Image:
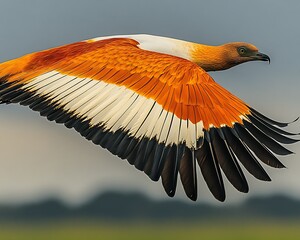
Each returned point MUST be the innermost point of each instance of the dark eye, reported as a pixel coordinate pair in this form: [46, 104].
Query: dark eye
[242, 50]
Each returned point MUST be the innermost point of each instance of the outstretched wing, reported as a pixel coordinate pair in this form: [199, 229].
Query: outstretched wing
[160, 112]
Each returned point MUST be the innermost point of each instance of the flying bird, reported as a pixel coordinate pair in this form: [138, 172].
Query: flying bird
[150, 100]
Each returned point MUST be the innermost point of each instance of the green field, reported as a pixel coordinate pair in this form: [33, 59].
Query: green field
[149, 231]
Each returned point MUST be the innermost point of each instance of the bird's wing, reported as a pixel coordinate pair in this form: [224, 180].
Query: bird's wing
[160, 112]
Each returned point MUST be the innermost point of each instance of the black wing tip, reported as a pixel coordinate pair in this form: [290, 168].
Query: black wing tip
[265, 118]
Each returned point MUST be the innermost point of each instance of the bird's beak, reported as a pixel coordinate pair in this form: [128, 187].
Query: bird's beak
[261, 57]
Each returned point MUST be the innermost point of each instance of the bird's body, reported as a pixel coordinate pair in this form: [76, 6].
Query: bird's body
[150, 100]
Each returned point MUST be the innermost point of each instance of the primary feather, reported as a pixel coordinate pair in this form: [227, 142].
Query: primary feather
[150, 100]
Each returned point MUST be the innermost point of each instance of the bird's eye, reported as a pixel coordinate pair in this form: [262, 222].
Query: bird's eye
[242, 50]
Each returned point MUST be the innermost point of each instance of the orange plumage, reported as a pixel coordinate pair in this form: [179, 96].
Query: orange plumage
[150, 99]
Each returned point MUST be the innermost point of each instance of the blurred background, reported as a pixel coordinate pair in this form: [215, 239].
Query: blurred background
[55, 184]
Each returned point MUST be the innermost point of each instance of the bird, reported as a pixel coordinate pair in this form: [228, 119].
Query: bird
[150, 99]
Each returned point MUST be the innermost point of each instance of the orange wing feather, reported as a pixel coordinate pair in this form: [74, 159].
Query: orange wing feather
[150, 74]
[160, 112]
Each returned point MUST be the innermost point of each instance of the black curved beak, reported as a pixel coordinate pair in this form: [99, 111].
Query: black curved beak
[261, 57]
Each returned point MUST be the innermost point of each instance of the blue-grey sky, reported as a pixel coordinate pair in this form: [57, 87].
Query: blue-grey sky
[40, 158]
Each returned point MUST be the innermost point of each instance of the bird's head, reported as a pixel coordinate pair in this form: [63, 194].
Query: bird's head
[240, 52]
[215, 58]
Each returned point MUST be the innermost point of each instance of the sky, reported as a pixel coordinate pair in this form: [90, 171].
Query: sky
[41, 159]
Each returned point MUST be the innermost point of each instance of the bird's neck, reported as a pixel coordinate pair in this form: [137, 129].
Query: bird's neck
[211, 58]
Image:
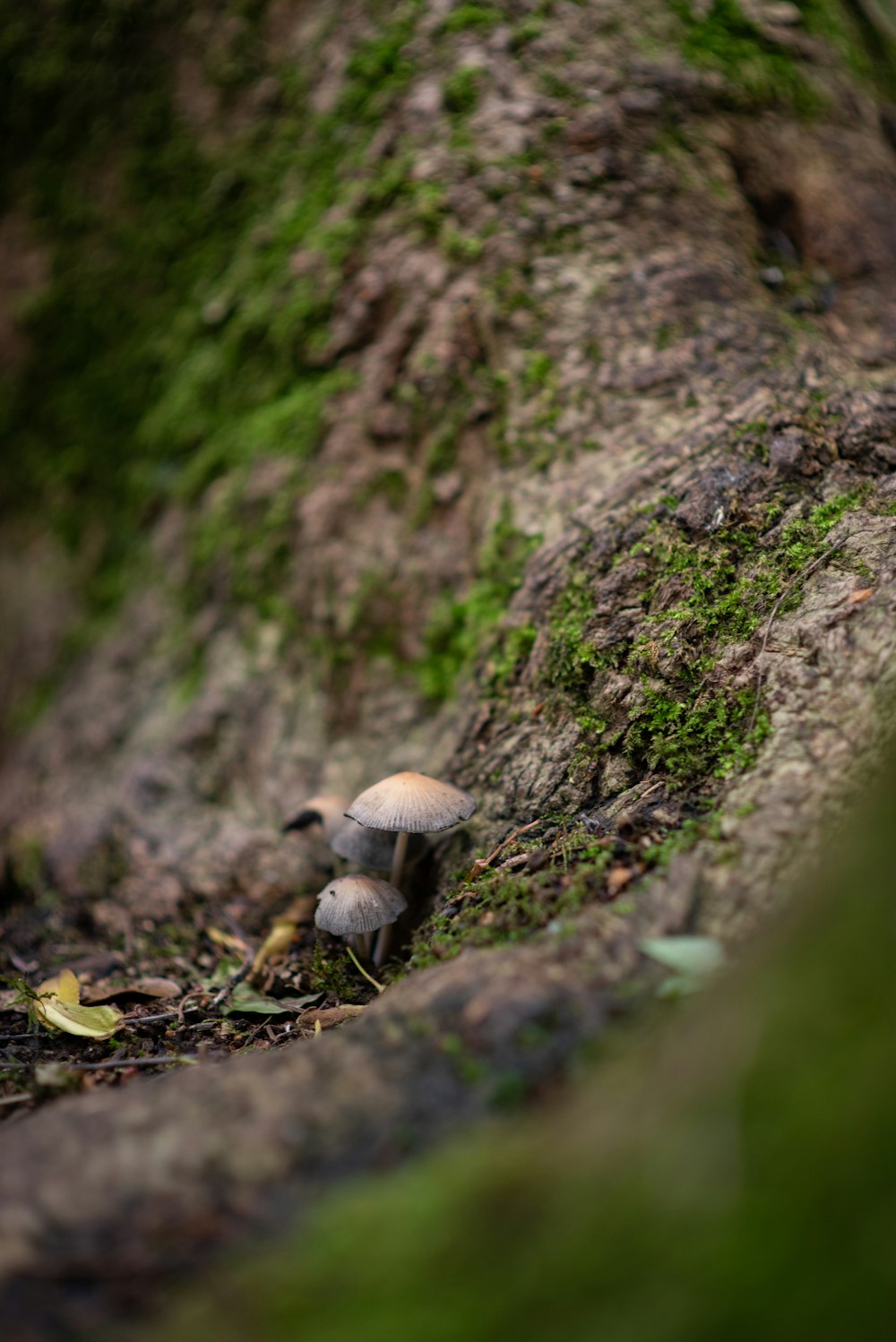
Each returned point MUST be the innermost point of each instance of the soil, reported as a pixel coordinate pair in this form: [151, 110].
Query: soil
[601, 525]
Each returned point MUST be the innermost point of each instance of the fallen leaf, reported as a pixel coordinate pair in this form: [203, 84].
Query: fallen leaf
[246, 999]
[56, 1005]
[56, 1075]
[329, 1016]
[694, 959]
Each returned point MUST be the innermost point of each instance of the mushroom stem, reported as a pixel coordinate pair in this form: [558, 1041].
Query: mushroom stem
[399, 859]
[383, 941]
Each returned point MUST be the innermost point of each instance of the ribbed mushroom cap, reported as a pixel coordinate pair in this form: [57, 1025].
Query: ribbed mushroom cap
[357, 903]
[373, 847]
[412, 803]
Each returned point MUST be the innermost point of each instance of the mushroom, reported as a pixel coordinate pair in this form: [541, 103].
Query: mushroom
[325, 811]
[410, 803]
[356, 905]
[373, 847]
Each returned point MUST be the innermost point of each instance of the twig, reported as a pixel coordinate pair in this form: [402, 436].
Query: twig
[148, 1020]
[796, 579]
[485, 863]
[133, 1062]
[362, 970]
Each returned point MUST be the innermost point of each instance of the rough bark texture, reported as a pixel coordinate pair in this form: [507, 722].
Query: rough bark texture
[572, 341]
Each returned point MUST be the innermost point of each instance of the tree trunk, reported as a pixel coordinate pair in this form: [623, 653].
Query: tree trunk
[597, 320]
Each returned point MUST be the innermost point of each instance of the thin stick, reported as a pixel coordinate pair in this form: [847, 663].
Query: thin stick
[485, 863]
[362, 970]
[149, 1020]
[796, 579]
[132, 1062]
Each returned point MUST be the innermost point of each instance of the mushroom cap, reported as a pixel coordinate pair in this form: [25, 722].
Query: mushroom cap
[357, 903]
[373, 847]
[412, 803]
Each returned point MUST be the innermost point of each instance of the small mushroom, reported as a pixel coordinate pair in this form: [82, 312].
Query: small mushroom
[409, 803]
[373, 848]
[325, 811]
[356, 905]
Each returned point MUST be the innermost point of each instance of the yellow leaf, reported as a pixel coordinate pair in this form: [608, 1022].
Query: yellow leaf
[277, 942]
[58, 1008]
[65, 986]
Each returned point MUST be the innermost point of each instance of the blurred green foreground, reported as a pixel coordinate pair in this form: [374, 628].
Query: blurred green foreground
[733, 1177]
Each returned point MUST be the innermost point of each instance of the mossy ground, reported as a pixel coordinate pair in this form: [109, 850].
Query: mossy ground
[698, 1191]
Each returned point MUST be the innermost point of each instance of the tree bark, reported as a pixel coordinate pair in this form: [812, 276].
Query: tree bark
[696, 447]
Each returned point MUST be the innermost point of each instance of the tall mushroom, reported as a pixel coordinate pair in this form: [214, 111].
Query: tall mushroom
[373, 848]
[409, 803]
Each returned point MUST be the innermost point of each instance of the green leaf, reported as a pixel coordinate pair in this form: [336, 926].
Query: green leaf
[246, 999]
[695, 957]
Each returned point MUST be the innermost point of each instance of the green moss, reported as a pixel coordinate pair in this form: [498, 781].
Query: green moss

> **The problem**: Write every line of the records above as a JSON list of strings, one string per line, skipping blank lines and leaving out the pictures.

> **The answer**:
[
  "Image:",
  "Each returned point MUST be the innermost point of each instance of the dark eye, reported as a pixel coordinate pair in this form: [46, 104].",
  "Query: dark eye",
  "[242, 50]",
  "Each returned point MUST be the innermost point of each instance of the outstretched wing, reported as a pixel coordinate pair in this form: [199, 229].",
  "Query: outstretched wing",
  "[160, 112]",
  "Each returned point MUST be the innermost point of each instance of the flying bird, reported as a pixel coordinate pair in this form: [138, 172].",
  "Query: flying bird",
  "[150, 100]",
  "Each returned point MUST be the innermost point of each instance of the green field, reported as a pixel coordinate pair in this form: [33, 59].",
  "Query: green field",
  "[149, 231]",
  "Each returned point MUST be the innermost point of each instance of the bird's wing, reported as a pixel coordinate pair in this form: [224, 180].",
  "Query: bird's wing",
  "[160, 112]",
  "Each returned point MUST be the innermost point of each instance of the black wing tip, reported as a pixel coordinate pair in this form: [290, 168].",
  "Query: black wing tip",
  "[265, 118]",
  "Each returned point MUST be the innermost point of each instance of the bird's beak, reported as a pixel coordinate pair in this form: [128, 187].",
  "Query: bird's beak",
  "[261, 57]",
  "Each returned point MUST be the innermost point of each instance of the bird's body, reported as a pixel coordinate pair in this form: [76, 6].",
  "Query: bird's body",
  "[150, 100]",
  "Each returned point MUST be the innermost point of each instance of the primary feather, reported as a pixel coordinate pair in this form: [227, 142].",
  "Query: primary feather",
  "[150, 100]",
  "Each returned point MUST be the innermost point of each instance of the bird's eye, reported as a pixel coordinate pair in this form: [262, 222].",
  "Query: bird's eye",
  "[242, 50]",
  "Each returned point MUST be the innermost point of each instance of the orange plumage, reported as a pixel coordinate pair in this form: [179, 96].",
  "Query: orange plumage",
  "[150, 99]",
  "Each returned point MUST be the innermost point of each instance of the blurred background, reported as a pixel coordinate pair in this form: [215, 239].",
  "Query: blurred background",
  "[55, 184]",
  "Each returned point MUST be the innermost point of each instance of the bird, reported as a pixel coordinate pair in this form: [228, 119].",
  "Query: bird",
  "[150, 99]",
  "Each returned point MUST be the innermost point of each instance of the orange wing feather, reported as a pixel coordinate pair in this form: [74, 159].",
  "Query: orange wing feather",
  "[150, 74]",
  "[160, 112]",
  "Each returned point MUST be the innermost point of each instance of the black curved beak, reported as a pixel coordinate pair in this form: [99, 111].",
  "Query: black curved beak",
  "[261, 57]",
  "Each returned point MUST be the innermost point of each instance of the blue-grey sky, reported as a pixel coordinate pair in this form: [57, 87].",
  "Query: blue-grey sky",
  "[40, 158]",
  "Each returned point MUST be the innermost point of each instance of the bird's head, reported as a pixel coordinate pair in this form: [63, 194].",
  "Query: bird's head",
  "[240, 52]",
  "[215, 58]",
  "Each returned point MUST be the innermost point of each instance of the sky, reported as a pixel coordinate pair in this form: [90, 171].",
  "Query: sky",
  "[41, 159]",
  "Each returned point MUST be the innermost point of each instance of the bird's neck, reported as a pixel coordinate pair in this form: [137, 129].",
  "Query: bird's neck",
  "[211, 58]",
  "Image:",
  "Each returned point MUST be the innermost point of each instance of the soil, reported as a pixel coordinate pair in this form: [151, 110].",
  "Query: soil",
  "[601, 525]",
  "Each returned point MUST be the innermost point of each instance of the fallen leaf, reported as a pixel coordinate pair in this form: [203, 84].",
  "Query: fallen leaf",
  "[246, 999]",
  "[56, 1005]",
  "[56, 1075]",
  "[329, 1016]",
  "[694, 959]",
  "Each returned point MUST be the innermost point of each instance of the mushroom stem, reported as a pixel coordinate pair in this form: [558, 1041].",
  "Query: mushroom stem",
  "[399, 859]",
  "[383, 941]",
  "Each returned point MUST be the innermost point of each instance of the ribbed mushroom cap, reported as a pixel coordinate pair in this form: [57, 1025].",
  "Query: ribbed mushroom cap",
  "[357, 903]",
  "[373, 847]",
  "[412, 803]",
  "Each returned point MUST be the innermost point of each instance of the mushroom, reported as a pixel coordinate pair in this form: [541, 103].",
  "Query: mushroom",
  "[325, 811]",
  "[410, 803]",
  "[356, 905]",
  "[373, 847]",
  "Each returned point MUST be the innermost point of each instance of the twig, reported as a pixel coordinate pair in this form: [402, 436].",
  "Query: twig",
  "[148, 1020]",
  "[796, 579]",
  "[485, 863]",
  "[133, 1062]",
  "[362, 970]",
  "Each returned point MUST be the innermost point of each instance of the rough bark texture, reported as a pixel coordinate pair in this form: [507, 722].",
  "Query: rough bark texture",
  "[572, 341]",
  "Each returned point MUST be the innermost point of each instance of the tree trunk, reported as a pixel coordinate pair in this form: [623, 653].",
  "Query: tree trunk",
  "[597, 320]",
  "Each returned point MUST be the innermost point of each instance of the thin stick, reported as a pixel coordinate pair in this form: [847, 663].",
  "Query: thin stick",
  "[485, 863]",
  "[362, 970]",
  "[149, 1020]",
  "[796, 579]",
  "[132, 1062]",
  "Each returned point MUST be the innermost point of each instance of the mushroom cap, reported as a pixel coordinate pair in this form: [25, 722].",
  "Query: mushroom cap",
  "[357, 903]",
  "[373, 847]",
  "[412, 803]",
  "Each returned point MUST be the innermost point of each instance of the small mushroom, reported as a pixel coordinate pair in this form: [82, 312].",
  "Query: small mushroom",
  "[409, 803]",
  "[373, 848]",
  "[325, 811]",
  "[356, 905]",
  "Each returned point MUST be the innermost point of each instance of the yellow leaf, reported as a pixel coordinate pair in this form: [608, 1022].",
  "Query: yellow leaf",
  "[277, 942]",
  "[58, 1008]",
  "[65, 986]",
  "Each returned point MUST be the innermost point of each instance of the blurred green foreground, reported as a pixel coordinate pair in this form: [374, 628].",
  "Query: blurred green foreground",
  "[733, 1177]",
  "Each returned point MUST be the innermost point of each instance of the mossy ground, reported as a pixel coordinate pair in this form: [109, 850].",
  "Query: mossy ground",
  "[698, 1191]",
  "Each returned point MUST be the innermost point of each instance of the tree bark, reported as a pixel coordinate pair in this form: [812, 276].",
  "Query: tree bark",
  "[696, 447]",
  "Each returned point MUST be the innermost point of each instance of the tall mushroom, reported as a pixel coordinate pair in this form: [214, 111].",
  "Query: tall mushroom",
  "[373, 848]",
  "[409, 803]",
  "Each returned point MUST be the innermost point of each instance of the green leaf, reported as a pixel coordinate pair in this form: [336, 926].",
  "Query: green leaf",
  "[246, 999]",
  "[695, 957]",
  "Each returned point MUST be the innermost point of each instance of the green moss, reported as a pixel coordinate pair in this form: [498, 781].",
  "Query: green moss"
]